Records for this task

========

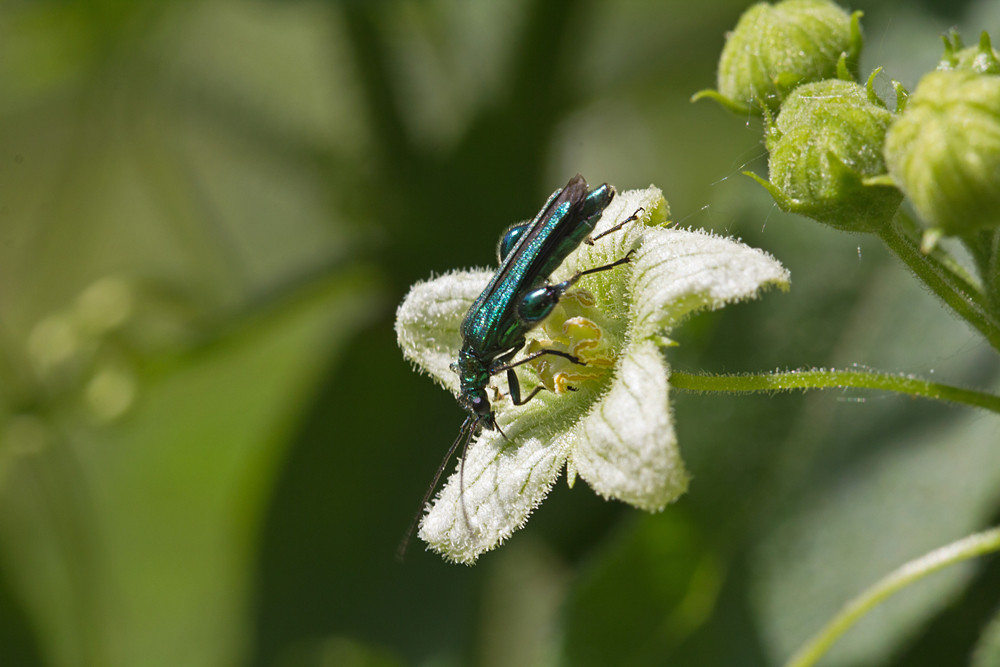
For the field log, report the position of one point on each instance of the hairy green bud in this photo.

========

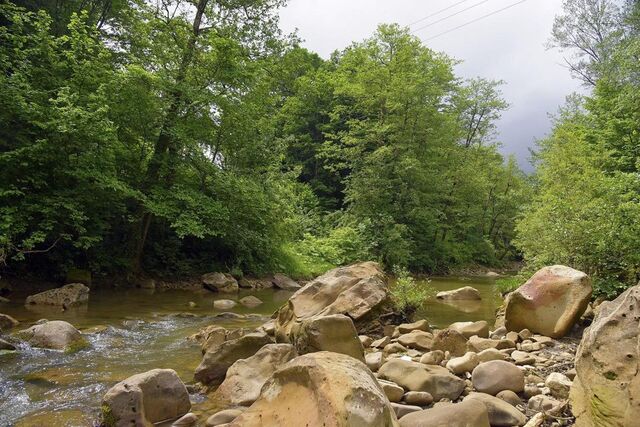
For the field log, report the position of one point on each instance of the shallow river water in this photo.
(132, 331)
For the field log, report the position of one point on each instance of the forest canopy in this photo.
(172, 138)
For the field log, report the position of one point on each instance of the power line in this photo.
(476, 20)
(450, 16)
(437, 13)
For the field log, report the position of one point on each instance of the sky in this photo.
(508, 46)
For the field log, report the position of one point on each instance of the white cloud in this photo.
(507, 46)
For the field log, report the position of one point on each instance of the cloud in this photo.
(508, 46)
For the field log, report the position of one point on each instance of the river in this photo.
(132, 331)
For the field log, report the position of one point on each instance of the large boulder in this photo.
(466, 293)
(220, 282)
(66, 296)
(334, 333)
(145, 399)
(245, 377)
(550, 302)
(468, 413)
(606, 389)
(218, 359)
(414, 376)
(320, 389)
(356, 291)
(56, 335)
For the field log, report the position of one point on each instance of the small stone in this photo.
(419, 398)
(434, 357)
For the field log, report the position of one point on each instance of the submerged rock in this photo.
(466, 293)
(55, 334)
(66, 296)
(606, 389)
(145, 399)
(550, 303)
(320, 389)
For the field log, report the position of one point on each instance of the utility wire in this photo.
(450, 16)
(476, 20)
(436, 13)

========

The exercise
Locate each line in the material above that contains the word "river", and copy those lines out in full.

Completed task
For the field log, report the position of one point on each instance of the shallow river water in this photo.
For the field log, report the position of one point on each instance of the river in this photo.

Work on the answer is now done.